- _Exercise task_
Print the portion of the coding interview notes between "Keep a global" and "complexity of O(n^2+n)", inclusive, without changing any wording.

++++ Source text

General

Question 1

An array has every distinct number three times except one. Find this number

Answer 1

Count how many times each bit is on. This will be of the form 3n or 3n+1. The bit which is of the form 3*n+1 is on in answer.

Question 2

Reverse Linked List

Answer 2

last = NULL;
while head is not NULL:
next = head->next
head->next=last
last=head
head=next
return last;

Question 3

Find maximum product subarray with negative, positive and zeroes.

Answer 3

https://leetcode.com/problems/maximum-product-subarray/discuss/48230/Possibly-simplest-solution-with-O(n)-time-complexity

Question 4

builtin_clz(x)
builtin_ctz(x)
builtin_popcount(x)

Answer 4

count leading zeroes
count trailing zeroes
count set bits

Question 5

Given a string A and integer B, what is maximal lexicographical string that can be made from A if you do atmost B swaps.

Answer 5

Keep a global max string.
Recursive function is f(string,k). We run a n^2 loop and try all swaps and call recursive function f(string,k-1) and check if string is better than max string.
Each recursive call has a time complexity of O(n^2+n)
Total k recursive calls
Time Complexity O((n^2)^k)
Improvement is rather than trying all swaps we maintain a current index as well and try swaps with the max number only after it.
Each recursive function calls itself n times until k is 0
O(n^k). if k doesn’t change, current index changes with only one recursive call therefore no effect on time

Pure greedy wrong at 5499

https://www.geeksforgeeks.org/find-maximum-number-possible-by-doing-at-most-k-swaps/

Question 6

Number of partitions of N

Answer 6

dp(n,taken) number of ways to partition n such that least number is taken
dp(n,taken) = dp(n-taken,taken)+dp(n,taken+1)
either taken is present or it isn’t
O(n^2)

Question 7

Knapsack
Given N items with (value, weight), total weight W of knapsack, find maximum value you can get

Answer 7

dp(i,w) = maximum value we can create with choices being from the first i elements.
dp(i,w) = max( v[i] + dp(i-1, w-w[i] ), dp[i-1][w] )
O(NW)

Question 8

Knapsack
Given N items with (value, weight), total weight W of knapsack, find maximum value you can get
infinite items available

Answer 8

dp(i,w) = max( dp(i-1,w), v[i] + dp(i-1,w-w[i]), 2v[i] + dp(i-1,w-2w[i]) …
O(nww)

++++++++
++++ Listing

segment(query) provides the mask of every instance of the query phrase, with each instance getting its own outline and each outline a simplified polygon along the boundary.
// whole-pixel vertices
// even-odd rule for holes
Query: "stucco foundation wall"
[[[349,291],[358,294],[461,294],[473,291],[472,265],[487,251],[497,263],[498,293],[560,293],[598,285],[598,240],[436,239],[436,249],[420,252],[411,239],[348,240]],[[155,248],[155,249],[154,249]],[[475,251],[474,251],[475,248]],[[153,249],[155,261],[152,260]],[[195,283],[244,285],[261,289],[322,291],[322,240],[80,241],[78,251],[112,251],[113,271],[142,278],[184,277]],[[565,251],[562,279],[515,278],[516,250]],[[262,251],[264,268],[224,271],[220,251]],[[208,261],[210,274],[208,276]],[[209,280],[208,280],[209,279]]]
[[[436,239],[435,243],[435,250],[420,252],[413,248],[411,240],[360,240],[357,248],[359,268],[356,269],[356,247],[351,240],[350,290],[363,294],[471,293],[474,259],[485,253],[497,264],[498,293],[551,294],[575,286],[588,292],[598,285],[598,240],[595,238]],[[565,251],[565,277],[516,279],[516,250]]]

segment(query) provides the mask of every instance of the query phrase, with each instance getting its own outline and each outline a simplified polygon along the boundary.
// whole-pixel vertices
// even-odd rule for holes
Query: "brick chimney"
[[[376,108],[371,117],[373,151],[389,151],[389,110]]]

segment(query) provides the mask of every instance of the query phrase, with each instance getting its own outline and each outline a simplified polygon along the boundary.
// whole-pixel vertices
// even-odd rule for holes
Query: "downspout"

++++++++
++++ Listing

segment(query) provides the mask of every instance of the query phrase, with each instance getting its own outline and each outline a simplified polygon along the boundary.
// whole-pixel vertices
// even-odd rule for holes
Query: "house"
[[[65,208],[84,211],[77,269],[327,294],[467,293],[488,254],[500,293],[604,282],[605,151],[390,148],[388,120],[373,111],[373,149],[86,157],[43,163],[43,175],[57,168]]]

++++++++

- _Exercise solution_
Keep a global max string.
Recursive function is f(string,k). We run a n^2 loop and try all swaps and call recursive function f(string,k-1) and check if string is better than max string.
Each recursive call has a time complexity of O(n^2+n)